[Do this] Return the material below word for word, keeping every line unchanged and in the same order.

[Start of Record list]

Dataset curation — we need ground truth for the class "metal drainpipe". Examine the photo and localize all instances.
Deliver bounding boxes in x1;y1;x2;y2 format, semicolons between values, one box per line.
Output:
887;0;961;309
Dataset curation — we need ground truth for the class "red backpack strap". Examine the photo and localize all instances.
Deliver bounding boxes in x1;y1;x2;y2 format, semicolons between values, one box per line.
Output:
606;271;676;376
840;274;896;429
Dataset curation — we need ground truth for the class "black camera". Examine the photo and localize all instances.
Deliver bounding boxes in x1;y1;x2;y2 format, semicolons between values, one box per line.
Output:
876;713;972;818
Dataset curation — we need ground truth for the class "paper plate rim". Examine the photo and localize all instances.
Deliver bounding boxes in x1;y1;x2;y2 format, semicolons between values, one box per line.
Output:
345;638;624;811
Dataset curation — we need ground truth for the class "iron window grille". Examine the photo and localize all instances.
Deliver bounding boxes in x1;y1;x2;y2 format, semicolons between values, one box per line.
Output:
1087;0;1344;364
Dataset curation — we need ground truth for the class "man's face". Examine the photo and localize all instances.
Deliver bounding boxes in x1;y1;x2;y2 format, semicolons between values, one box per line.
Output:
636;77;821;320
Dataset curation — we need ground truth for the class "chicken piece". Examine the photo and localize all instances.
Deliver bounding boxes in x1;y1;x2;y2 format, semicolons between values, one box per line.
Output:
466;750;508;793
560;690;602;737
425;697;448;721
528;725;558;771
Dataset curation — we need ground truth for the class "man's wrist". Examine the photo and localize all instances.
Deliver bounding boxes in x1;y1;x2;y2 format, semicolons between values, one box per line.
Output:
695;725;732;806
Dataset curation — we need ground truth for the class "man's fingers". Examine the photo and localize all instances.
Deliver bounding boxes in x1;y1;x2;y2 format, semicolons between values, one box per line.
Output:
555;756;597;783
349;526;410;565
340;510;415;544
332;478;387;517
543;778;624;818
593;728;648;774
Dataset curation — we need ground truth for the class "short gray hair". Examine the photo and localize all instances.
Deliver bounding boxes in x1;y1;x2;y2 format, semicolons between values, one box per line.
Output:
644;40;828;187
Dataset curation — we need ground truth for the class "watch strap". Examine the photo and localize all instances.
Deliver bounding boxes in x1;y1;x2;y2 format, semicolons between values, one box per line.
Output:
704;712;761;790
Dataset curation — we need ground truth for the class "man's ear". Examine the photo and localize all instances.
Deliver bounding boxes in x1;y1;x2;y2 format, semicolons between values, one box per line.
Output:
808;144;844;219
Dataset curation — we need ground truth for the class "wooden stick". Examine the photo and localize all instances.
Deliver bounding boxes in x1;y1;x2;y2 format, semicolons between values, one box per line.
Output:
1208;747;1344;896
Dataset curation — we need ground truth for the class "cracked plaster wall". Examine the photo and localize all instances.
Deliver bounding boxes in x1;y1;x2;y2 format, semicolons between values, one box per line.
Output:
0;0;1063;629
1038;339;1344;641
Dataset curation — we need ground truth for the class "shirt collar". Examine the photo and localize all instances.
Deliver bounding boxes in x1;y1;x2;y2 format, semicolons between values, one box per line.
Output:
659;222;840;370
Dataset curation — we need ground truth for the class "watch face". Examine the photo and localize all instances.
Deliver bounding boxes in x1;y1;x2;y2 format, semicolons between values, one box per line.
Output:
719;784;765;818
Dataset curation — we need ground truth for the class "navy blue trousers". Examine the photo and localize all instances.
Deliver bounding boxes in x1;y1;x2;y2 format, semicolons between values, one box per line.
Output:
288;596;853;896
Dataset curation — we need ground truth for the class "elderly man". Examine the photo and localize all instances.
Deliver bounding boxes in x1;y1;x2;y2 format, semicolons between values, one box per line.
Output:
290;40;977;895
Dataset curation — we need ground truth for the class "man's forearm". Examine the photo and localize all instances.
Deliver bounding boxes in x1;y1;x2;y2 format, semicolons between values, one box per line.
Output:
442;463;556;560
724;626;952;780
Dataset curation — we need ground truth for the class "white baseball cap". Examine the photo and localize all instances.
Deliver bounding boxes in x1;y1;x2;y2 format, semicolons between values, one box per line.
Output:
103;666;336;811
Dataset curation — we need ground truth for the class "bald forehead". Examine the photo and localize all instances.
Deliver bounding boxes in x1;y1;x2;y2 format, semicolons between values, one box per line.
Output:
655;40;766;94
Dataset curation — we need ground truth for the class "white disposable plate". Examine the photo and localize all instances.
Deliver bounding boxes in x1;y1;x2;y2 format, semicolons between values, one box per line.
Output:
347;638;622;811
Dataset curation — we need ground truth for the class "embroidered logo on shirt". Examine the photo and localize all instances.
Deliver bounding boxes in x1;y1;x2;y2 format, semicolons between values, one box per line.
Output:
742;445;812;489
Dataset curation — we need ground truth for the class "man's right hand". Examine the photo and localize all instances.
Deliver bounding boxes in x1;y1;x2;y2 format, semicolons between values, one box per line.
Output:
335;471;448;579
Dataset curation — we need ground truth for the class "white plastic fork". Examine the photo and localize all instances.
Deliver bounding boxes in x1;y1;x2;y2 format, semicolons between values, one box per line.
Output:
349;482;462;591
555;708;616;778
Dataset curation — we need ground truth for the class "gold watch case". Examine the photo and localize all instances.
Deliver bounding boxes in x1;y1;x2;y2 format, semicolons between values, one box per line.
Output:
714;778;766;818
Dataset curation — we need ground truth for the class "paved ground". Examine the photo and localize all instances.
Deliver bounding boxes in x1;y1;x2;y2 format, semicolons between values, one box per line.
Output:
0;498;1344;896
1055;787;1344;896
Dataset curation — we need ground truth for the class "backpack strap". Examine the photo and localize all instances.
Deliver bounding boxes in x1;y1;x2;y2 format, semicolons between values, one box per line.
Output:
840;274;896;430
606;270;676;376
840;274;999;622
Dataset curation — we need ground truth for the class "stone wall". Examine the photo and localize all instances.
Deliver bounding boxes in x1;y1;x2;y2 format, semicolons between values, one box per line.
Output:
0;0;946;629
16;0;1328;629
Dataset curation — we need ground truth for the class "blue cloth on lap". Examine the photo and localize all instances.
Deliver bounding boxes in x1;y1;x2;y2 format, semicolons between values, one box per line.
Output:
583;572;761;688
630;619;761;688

[End of Record list]

[The reply]
Dataset curation — we need ground truth for the class "metal drainpipe". Examine the photo and localize all instances.
Deliver bounding boxes in x1;y1;x2;y2 format, semicolons between values, one box per line.
Output:
887;0;961;309
Dataset curation — we need ground truth for the class "red backpack strap". Examine the photo and localize all instances.
Deliver bounding boxes in x1;y1;x2;y2 format, semicolons between values, one box per line.
Output:
606;271;676;376
840;274;896;429
Dataset curation — we need ground truth for the class "black camera". Examine the photo and localize all instances.
Deliver bounding boxes in x1;y1;x2;y2 format, semicolons between values, one box per line.
Output:
876;713;972;818
Dataset curation — we need ground truth for the class "paper plate rim". Examine the photo and localize all instances.
Deliver bounding boxes in x1;y1;x2;y2 format, semicolons between values, one box per line.
Output:
345;638;624;811
Dataset curation — we need ground truth for the class "iron window grille". Examine the photo and localize all instances.
Deliver bounding boxes in x1;y1;x2;y2 format, semicolons between values, one box per line.
Output:
1087;0;1344;364
Dataset curation — we need ground truth for the class "man's face". Examine the photo and localize all instances.
Deliver bounding boxes in x1;y1;x2;y2 format, semicolons between values, one box per line.
Output:
636;77;821;320
Dataset curation — we need ground truth for the class "chicken piece". Examine the photo and localize all instances.
Deliver bounding boxes in x1;y1;x2;y2 format, semicolons between values, one box per line.
Output:
466;750;508;793
560;690;602;737
425;697;448;721
528;725;558;771
Dataset curation — we need ground truth for the class "man's wrist". Examine the photo and localize all instances.
Deliver bounding boxes in x1;y1;x2;y2 format, semicolons between values, one box per line.
Output:
695;725;732;806
Dataset curation — we need ground truth for the class "man's fingers". Examine the photo and localize all instances.
Deliver bounding boxes in x1;y1;x2;y2 format, semicolons between values, one box per line.
Output:
555;756;597;783
349;526;410;565
340;510;415;544
332;478;387;517
543;778;624;818
593;728;648;774
Dataset curation — we need ground truth for the class "short gray hair". Examine the photo and localize all instances.
Deliver bounding boxes in x1;y1;x2;y2 format, semicolons between values, one box per line.
Output:
644;40;828;187
Dataset curation — we need ground truth for the class "watch strap". Examine the photo and localize all instances.
Deliver bounding boxes in x1;y1;x2;y2 format, semicolons between values, one box per line.
Output:
704;712;761;790
Dataset curation — we need ground truth for the class "man's ear". Examine the photo and localize all instances.
Deliver bounding boxes in x1;y1;x2;y2 format, semicolons between values, one box per line.
Output:
808;144;844;219
Dataset curation — we need ground truth for the class "wooden stick". Examine the photo and localize all instances.
Deliver bounding boxes in x1;y1;x2;y2 format, semicolons between values, one box per line.
Output:
1208;747;1344;896
Dataset curation — we need ground truth for the class "cracked plaster wall". Examine the photo and localize all instances.
Deliver bounding boxes in x1;y1;x2;y2 format, semicolons between values, one box per line.
Output:
0;0;1063;629
1038;339;1344;641
Dataset curation — we need ground truth for the class "shirt collar". Examine the photo and localize all instances.
Deliver bounding boxes in x1;y1;x2;y2 format, semicolons between values, one box per line.
Output:
659;222;840;370
Dataset curation — we need ground truth for the class "watch face". Examine the photo and localize all instances.
Deliver bounding boxes in x1;y1;x2;y2 format, semicolons between values, one box per line.
Output:
719;784;765;818
Dataset curation — we need ground truth for the class "navy blue trousers". Examine the photo and localize all instances.
Deliver bounding boxes in x1;y1;x2;y2 format, semicolons between values, one box per line.
Output:
288;596;853;896
Dataset curation — we need ground truth for the class "elderly man". Examine the photo and localize all instances.
Deliver bounding boxes in x1;y1;x2;y2 format, semicolons between values, one box per line.
Output:
290;40;977;895
Dataset curation — we need ground truth for the class "man's forearm". Examine the photo and localize all instances.
Deliver bounding boxes in x1;y1;x2;y2 format, semicolons between values, one box per line.
Output:
442;463;556;560
724;626;952;780
Dataset curation — we need ground truth for the class "white baseball cap". Examine the photo and localize all instances.
Deliver bounding boxes in x1;y1;x2;y2 format, semicolons between values, one box per line.
Output:
103;666;336;811
Dataset curation — we need ground truth for the class "bald forehead". Examine the photo and localize all instances.
Deliver bounding boxes in x1;y1;x2;y2 format, semicolons between values, one box per line.
Output:
655;40;766;94
Dataset curation — we need ground truth for the class "white disposable plate". Examine the photo and localize all instances.
Deliver bounding boxes in x1;y1;x2;y2 format, semicolons between values, one box per line.
Output:
347;638;622;811
Dataset curation — we need ground truth for the class "embroidered logo on shirt". Examine the photo and localize all instances.
Deliver bounding boxes in x1;y1;x2;y2 format, semicolons between values, one box per line.
Output:
742;445;812;489
Dataset curation — we need ground truth for the class "man's right hand". Examine the photo and localize all instances.
Deliver bounding boxes in x1;y1;x2;y2 format, semicolons between values, one box per line.
Output:
335;471;448;579
Dataset curation — we need ground truth for the class "white plastic fork". Examine the photo and localize all instances.
Deliver bounding boxes in x1;y1;x2;y2 format, semicolons between values, one box per line.
Output:
349;482;462;591
555;708;616;778
Dataset curation — we need ground truth for the class "gold watch case". Examine the photo and localize all instances.
Deliver bounding boxes in x1;y1;x2;y2 format, semicolons between values, one box per line.
Output:
714;778;766;818
Dataset curation — we need ground truth for the class "paved ground". Examine the photo and localize all instances.
Deliver bounding boxes in x1;y1;x2;y2 format, semicolons between values, one box per line.
Output:
0;498;1344;896
1055;787;1344;896
Dataset curation — we need ground truth for the class "backpack strap". Examine the photo and localize all instances.
Deliver bounding boxes in x1;y1;x2;y2 format, semicolons between values, one box per line.
Output:
840;274;896;430
606;270;676;376
840;274;999;622
Dataset curation — we need ground truth for the class "stone wall". Examine the photo and localize all instances.
Deliver bounding boxes in x1;y1;x2;y2 format, semicolons between values, one box per line.
Output:
0;0;946;629
16;0;1328;629
Dataset curation — we need ground truth for the class "blue cloth on lap". Examine the photo and localize all instances.
Deliver bounding boxes in x1;y1;x2;y2 format, semicolons between values, one box per line.
Output:
583;572;761;688
630;619;761;688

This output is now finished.